● Excerpts from a pointing dataset:
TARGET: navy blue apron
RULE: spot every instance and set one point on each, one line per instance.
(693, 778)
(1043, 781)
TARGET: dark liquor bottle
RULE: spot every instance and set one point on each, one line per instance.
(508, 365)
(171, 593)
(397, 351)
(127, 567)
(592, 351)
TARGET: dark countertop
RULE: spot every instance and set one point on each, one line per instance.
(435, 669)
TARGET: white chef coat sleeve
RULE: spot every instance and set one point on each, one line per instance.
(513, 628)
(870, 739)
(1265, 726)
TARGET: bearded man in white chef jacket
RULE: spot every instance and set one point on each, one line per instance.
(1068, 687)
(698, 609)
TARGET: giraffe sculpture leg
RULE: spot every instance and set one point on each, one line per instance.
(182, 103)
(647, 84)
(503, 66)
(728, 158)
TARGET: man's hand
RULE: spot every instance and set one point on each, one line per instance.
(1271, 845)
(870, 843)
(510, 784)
* * *
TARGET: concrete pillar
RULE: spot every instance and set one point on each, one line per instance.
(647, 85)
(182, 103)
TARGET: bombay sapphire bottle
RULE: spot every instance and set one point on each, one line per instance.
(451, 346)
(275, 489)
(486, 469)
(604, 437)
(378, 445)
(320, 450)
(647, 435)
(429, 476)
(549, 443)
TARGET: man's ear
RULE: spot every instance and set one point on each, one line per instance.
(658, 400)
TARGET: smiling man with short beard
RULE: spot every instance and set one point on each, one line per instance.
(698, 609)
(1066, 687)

● CHALLENGE: Count the lines of the data above that contain the string "chef", treating uppercase and lowercase as different. Give only the number.

● EXERCISE RESULT: 2